* **LISTE DES TÂCHES**
(A) D'après l'extrait, quelle est la tâche de l'enseignant ?
(B) Recopiez fidèlement le passage de l'extrait situé entre « Pour cela, il » et « de la classe. », ces deux bornes comprises.
(C) Traduisez en anglais cette phrase de l'extrait : « Toutefois, l’apprentissage ne se fait pas dans le vide. »

* **EXTRAIT**
Voici une synthèse d’un guide d’Evidence Based Education (2022) sur l’importance des routines dans le cadre de la gestion de classe.
(Photographie : dangerousstrawberrydinosaur03)
Prendre en compte l'échelle de la classe
Notre objectif en tant qu’enseignant est que nos élèves apprennent et maîtrisent les contenus des objectifs d’apprentissage. Pour ce faire, un enseignement de qualité implique d’activer la réflexion chez les élèves sur les contenus enseignés tout en tenant compte de la gestion de la charge cognitive avec un enseignement adaptatif.
Toutefois, l’apprentissage ne se fait pas dans le vide. Les classes ne sont pas des environnements parfaitement contrôlés aux participants automatisés. L’enseignement en classe ne se gère pas comme un tutorat.
Les humains sont des êtres complexes, sociaux, qui ont des besoins, des priorités, des motivations et des intérêts parfois divergents. Les classes sont inévitablement soumises à des interruptions occasionnelles et à des distractions intempestives, que la prévention et l’anticipation de l’enseignant ne parviennent pas toujours à éviter.
Dès lors, la tâche de l’enseignant est de réunir les conditions pour que l’apprentissage ait lieu.
Pour cela, il doit tenir compte :
- Des exigences liées à l’apprentissage de la matière enseignée
- Des besoins de chaque élève, avec une cohérence à l’échelle du groupe
- De l’environnement physique de la classe.

* **SECTION DES DONNÉES**
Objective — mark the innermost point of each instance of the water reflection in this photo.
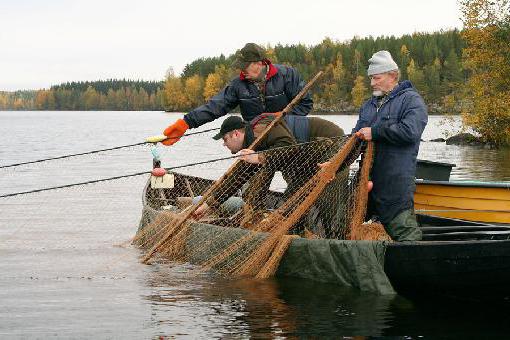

* **RÉPONSES**
(A) Réunir les conditions pour que l'apprentissage ait lieu.

(B)
Pour cela, il doit tenir compte :
- Des exigences liées à l’apprentissage de la matière enseignée
- Des besoins de chaque élève, avec une cohérence à l’échelle du groupe
- De l’environnement physique de la classe.

(C) However, learning does not happen in a vacuum.